== INSTRUCTIONS ==
1 - According to the AnalyzAIRR page on single sample analysis, how is the sample of interest shown on the boxplots drawn by plotIndStatistics()?
2 - Resume the AnalyzAIRR page on single sample analysis from the point where it stops.

== DOCUMENT EXCERPT ==

Single sample analysis • AnalyzAIRR

Descriptive analyses can be applied on each repertoire individually. These analyses include the ones described in the Data exploration section in addition to other metrics.

In all the following functions, the sample_id of interest needs to be specified in the sampleName parameter. If not specified, the first sample_id in the dataset will be analyzed.

Repertoire statistics

Metadata statistics

The plotIndStatistics() function allows the positioning of the sample of interest within the whole dataset, based on a set of statistic metrics. Boxplots are drawn on the whole dataset values, on which the sample of interest is highlighted as a red cross. This allows the comparison of the sample to the whole dataset, and the detection of sample outliers.

To plot statistics in the metaData slot, the stat parameter should be set to statistics in the metaData slot.

plotIndStatistics(x = RepSeqData, 
                  stat = "metadata",  
                  level = "aaClone")

== DATA FOR ANALYSIS ==
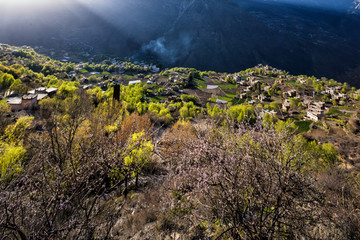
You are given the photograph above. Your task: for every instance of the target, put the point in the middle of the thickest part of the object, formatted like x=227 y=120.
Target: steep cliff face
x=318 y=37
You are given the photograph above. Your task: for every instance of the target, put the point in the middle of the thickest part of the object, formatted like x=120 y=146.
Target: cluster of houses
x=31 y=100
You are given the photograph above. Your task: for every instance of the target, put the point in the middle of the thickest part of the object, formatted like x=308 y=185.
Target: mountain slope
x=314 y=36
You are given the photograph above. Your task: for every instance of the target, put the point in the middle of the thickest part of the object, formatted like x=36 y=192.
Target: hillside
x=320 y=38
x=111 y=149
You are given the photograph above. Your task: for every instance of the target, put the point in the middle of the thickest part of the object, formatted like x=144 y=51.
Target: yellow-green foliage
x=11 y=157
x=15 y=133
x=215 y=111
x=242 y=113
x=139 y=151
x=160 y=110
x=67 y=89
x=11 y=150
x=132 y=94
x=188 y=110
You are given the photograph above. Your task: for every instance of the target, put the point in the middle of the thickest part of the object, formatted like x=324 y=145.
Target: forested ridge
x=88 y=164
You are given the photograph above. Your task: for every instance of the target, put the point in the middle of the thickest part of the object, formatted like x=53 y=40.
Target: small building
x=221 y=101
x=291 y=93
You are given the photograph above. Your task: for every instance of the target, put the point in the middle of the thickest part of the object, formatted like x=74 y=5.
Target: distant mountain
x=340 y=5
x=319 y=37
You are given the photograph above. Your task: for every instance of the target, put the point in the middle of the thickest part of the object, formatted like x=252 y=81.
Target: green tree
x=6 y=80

--

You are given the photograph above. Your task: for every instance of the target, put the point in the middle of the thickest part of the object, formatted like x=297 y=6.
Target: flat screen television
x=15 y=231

* * *

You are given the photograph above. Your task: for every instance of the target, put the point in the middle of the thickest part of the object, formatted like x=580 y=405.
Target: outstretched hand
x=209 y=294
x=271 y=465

== SOLVED PROBLEMS ==
1 - As a red cross.

2 -
#> Plot the first sample in the dataset: tripod-30-813

Figure 1: Boxplots showing metadata statistics calculated on all the dataset samples. The sample of interest is represented by a red cross.

V and J gene usages

V-J combination usages can be visualized in a heatmap using the plotIndGeneUsage() function. The parameter level allows to choose whether to compute gene usages at the ntClone or aaClone level. V and J gene usages are plotted separately at the top and right side of the heatmap, allowing a better view of the individual gene distribution.

plotIndGeneUsage(x = RepSeqData,
                 level = "aaClone",
                 sampleName = NULL)
#> Plot the first sample in the dataset: tripod-30-813

Figure 5: Heatmap of V and J combination usage in one selected sample. Frequencies, represented by the color scale, are scaled column-wise. Barplots at the top and right side of the heatmap show the usage of each gene across the row or the column for the V and J genes, respectively.

Repertoire diversity

The plotIndStatistics() function can also be used to plot diversity indices by setting the stat parameter to diversity.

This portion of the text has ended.